======== EXTRACT TO READ
From Boosting Learning to Neural Networks: Seeing Mountains as Mountains?

By 苏剑林 | July 01, 2016

A while ago, while teaching text mining to students at Hanshan Normal University in Chaozhou, I delved into Boosting learning algorithms and engaged in some brainstorming. Eventually, I clarified some essential characteristics of Boosting learning algorithms and obtained some unexpected results. For instance, some theoretical proofs of the AdaBoost algorithm can also be used to explain why neural network models are so powerful.

AdaBoost Algorithm

Boosting learning belongs to the category of ensemble models. Of course, rather than calling it an algorithm, it is better to describe it as a problem-solving strategy. Taking supervised classification as an example, it suggests that weak classifiers (as long as their accuracy is strictly greater than a random classifier) can be combined in a certain way to obtain an excellent classifier (theoretically, the accuracy can reach 100%).

The AdaBoost algorithm is an example of a Boosting algorithm, proposed by Schapire in 1996. It constructed an explicit scheme for Boosting learning and provided a theoretical proof regarding the error rate.

Taking a binary classification problem as an example, let us assume we have a set of samples $\{x_i, y_i\}, i=1, 2, \dots, n$, where $x_i$ is the sample data (possibly multi-dimensional input) and $y_i \in \{1, -1\}$ is the sample label. We use 1 and -1 to describe the labels instead of the usual 1 and 0 merely for the convenience of the subsequent proof, without any special underlying meaning. Next, assume we already have a weak classifier $G(x)$, such as Logistic Regression, SVM, or decision trees. The only requirement for the classifier is that its accuracy must be strictly greater than random (in a binary classification problem, it must be strictly greater than 0.5). "Strictly greater" means there exists a constant $\epsilon > 0$ such that the accuracy each time is no lower than $\frac{1}{2} + \epsilon$.

The core idea of the AdaBoost algorithm is: before each training session with the weak classifier $G(x)$, it sets different weights $w_{k,1}, w_{k,2}, \dots, w_{k,n}$ for the samples (increasing the weights of previously mispredicted samples). In this way, different model parameters $G_1(x), G_2(x), \dots, G_m(x)$ are obtained each time (this could be the same model with different parameters or a combination of several different models). They are then combined in the following manner:

$$y = \bar{G}(x) = \text{sign}[f(x)] = \text{sign}\left[\sum_{k=1}^m \alpha_k G_k(x)\right]$$

Here $f(x) = \sum_{k=1}^m \alpha_k G_k(x)$. Ultimately, it can be proven that the classifier $\bar{G}(x)$ is an excellent analytical tool. Since the AdaBoost algorithm is not the primary focus of this article, I have placed the specific mathematical details at the end to avoid deviating from the main topic.

Seeing Mountains as Mountains, Water as Water

Putting mathematical details aside, let us reflect: what exactly did the AdaBoost algorithm do? Or more broadly, what is the essence of so-called ensemble models?

When we build a classification model, the typical process is as follows:
1. Find a set of labeled data, such as emotional comments in a text sentiment classification model;
2. Construct features;
3. Choose an appropriate model, such as Logistic Regression, SVM, Neural Networks, etc.;
4. Input the model for training;
5. Test results and optimize improvement.
================
======== TASK INPUT
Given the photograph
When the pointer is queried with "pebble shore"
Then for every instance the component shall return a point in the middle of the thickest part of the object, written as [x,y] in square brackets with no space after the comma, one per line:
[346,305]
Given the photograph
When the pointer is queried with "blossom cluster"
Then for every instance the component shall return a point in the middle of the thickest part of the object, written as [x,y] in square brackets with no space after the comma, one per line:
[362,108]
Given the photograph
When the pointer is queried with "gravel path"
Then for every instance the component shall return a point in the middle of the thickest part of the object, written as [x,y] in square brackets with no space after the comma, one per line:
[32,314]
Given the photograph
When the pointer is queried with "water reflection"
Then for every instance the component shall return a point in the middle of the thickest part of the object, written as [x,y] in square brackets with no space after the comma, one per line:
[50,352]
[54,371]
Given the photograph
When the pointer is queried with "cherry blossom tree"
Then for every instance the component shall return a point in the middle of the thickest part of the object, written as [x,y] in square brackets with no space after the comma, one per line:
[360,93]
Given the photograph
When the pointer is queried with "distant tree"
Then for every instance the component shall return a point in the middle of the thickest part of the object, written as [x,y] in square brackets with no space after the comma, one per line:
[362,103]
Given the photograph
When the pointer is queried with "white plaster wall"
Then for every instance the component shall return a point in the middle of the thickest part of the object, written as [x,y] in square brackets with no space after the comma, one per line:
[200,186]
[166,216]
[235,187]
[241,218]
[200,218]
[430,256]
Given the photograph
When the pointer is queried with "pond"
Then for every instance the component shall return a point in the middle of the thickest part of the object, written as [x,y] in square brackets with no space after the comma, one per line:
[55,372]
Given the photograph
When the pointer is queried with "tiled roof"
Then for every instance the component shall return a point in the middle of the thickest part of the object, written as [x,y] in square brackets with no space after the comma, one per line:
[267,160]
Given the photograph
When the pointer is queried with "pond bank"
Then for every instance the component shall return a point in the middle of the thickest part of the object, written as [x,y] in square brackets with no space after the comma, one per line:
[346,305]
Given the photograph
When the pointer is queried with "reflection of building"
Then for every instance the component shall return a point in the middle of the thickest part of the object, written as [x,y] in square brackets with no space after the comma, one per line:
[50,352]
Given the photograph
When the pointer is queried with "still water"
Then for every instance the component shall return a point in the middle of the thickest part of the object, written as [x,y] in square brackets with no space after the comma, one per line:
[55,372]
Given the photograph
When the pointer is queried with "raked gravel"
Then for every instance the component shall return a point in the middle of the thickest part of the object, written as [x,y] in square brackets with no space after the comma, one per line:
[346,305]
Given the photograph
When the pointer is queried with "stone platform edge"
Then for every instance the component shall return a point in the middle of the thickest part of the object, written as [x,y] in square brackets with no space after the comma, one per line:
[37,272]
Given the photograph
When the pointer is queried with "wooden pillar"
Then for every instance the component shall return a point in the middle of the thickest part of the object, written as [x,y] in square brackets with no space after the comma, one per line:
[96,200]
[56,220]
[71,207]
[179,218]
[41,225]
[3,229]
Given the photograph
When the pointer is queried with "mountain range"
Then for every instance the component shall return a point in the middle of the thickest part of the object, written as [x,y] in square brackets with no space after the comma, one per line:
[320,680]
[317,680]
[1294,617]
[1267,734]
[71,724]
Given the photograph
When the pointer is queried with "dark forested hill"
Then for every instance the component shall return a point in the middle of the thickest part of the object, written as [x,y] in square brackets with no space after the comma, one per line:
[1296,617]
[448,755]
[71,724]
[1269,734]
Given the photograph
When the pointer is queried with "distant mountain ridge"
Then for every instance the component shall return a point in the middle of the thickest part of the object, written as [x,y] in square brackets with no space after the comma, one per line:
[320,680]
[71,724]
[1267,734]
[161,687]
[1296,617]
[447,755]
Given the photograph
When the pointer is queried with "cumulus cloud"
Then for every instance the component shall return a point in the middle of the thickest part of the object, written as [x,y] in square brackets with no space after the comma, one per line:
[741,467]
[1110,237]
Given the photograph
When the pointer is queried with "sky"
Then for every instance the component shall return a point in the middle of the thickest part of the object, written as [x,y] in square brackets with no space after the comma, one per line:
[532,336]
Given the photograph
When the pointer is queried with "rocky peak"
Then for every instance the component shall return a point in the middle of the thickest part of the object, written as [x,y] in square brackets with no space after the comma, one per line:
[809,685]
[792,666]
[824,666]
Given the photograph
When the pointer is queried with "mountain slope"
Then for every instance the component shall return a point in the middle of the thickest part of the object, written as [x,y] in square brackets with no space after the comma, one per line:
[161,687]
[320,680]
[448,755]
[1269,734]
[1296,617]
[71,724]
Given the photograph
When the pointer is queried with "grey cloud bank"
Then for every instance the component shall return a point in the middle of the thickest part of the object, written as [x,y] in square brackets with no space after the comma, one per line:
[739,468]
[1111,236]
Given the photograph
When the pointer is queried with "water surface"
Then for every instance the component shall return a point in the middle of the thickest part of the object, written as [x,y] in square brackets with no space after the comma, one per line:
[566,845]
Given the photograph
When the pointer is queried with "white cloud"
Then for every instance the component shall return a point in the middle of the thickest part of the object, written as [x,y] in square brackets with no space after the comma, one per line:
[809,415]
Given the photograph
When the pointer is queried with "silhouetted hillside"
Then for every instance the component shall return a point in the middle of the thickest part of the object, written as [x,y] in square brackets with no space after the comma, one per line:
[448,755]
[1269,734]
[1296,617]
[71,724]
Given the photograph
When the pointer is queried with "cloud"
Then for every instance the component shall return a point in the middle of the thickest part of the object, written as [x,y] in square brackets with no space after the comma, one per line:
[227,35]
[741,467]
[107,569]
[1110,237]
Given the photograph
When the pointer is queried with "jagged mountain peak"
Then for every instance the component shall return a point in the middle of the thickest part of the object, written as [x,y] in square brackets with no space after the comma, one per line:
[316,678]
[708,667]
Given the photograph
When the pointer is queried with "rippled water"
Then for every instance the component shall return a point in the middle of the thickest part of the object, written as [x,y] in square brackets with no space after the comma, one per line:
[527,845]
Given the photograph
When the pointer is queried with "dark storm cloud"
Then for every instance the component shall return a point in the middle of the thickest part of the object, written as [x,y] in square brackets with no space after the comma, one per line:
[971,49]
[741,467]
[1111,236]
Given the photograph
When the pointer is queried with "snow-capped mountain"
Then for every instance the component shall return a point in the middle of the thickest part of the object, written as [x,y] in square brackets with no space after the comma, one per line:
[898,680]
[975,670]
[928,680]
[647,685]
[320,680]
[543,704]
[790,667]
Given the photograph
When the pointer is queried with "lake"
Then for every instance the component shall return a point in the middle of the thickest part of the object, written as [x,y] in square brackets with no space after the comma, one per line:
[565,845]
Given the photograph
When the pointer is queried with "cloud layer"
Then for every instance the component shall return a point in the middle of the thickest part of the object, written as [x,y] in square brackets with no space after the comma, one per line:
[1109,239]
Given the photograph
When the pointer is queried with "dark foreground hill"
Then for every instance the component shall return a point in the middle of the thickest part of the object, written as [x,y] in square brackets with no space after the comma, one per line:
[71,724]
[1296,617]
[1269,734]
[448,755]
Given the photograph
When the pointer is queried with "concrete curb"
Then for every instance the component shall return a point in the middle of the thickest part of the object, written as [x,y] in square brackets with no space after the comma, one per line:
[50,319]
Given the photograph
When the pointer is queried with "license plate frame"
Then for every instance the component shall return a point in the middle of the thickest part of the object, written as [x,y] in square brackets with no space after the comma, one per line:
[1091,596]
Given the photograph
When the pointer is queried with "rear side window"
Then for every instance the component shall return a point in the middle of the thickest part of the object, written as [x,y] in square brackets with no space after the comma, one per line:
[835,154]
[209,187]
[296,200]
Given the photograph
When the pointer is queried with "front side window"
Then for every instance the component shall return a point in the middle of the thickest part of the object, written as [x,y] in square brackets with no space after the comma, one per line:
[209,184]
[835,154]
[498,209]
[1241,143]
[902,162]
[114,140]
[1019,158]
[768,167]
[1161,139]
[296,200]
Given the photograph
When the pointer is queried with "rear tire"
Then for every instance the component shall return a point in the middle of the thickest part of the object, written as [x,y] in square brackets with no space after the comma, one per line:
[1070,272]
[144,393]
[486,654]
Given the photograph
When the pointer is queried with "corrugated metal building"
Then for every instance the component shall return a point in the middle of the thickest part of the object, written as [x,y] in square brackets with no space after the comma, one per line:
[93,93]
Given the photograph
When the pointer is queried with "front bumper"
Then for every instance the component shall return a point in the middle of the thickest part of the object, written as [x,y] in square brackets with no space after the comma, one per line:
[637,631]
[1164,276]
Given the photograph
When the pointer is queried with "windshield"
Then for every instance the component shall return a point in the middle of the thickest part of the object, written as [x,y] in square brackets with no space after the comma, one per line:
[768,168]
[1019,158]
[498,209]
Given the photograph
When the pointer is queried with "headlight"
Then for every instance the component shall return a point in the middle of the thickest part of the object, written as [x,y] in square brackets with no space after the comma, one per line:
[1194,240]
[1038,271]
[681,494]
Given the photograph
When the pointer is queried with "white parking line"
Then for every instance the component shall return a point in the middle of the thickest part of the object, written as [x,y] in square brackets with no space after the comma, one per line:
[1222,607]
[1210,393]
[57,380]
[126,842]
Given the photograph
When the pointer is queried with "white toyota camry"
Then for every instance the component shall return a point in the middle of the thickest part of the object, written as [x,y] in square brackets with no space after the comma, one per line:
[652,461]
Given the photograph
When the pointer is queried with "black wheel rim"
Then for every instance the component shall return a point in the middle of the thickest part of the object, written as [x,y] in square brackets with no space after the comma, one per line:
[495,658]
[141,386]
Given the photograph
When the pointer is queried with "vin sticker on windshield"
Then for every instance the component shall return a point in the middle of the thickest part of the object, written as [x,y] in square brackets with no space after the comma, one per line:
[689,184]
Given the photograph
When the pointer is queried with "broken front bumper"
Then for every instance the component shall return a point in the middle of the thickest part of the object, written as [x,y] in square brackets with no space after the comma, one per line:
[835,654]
================
| GIVEN REQUEST A |
According to the Boosting article, who proposed the AdaBoost algorithm, and in what year?
| GIVEN REQUEST B |
Report every line of the records that contains the string "pond", matching case exactly.
The records are unrelated to the Boosting article.

| COMPLETE OUTPUT A |
Schapire proposed it in 1996.

| COMPLETE OUTPUT B |
When the pointer is queried with "pond"
When the pointer is queried with "pond bank"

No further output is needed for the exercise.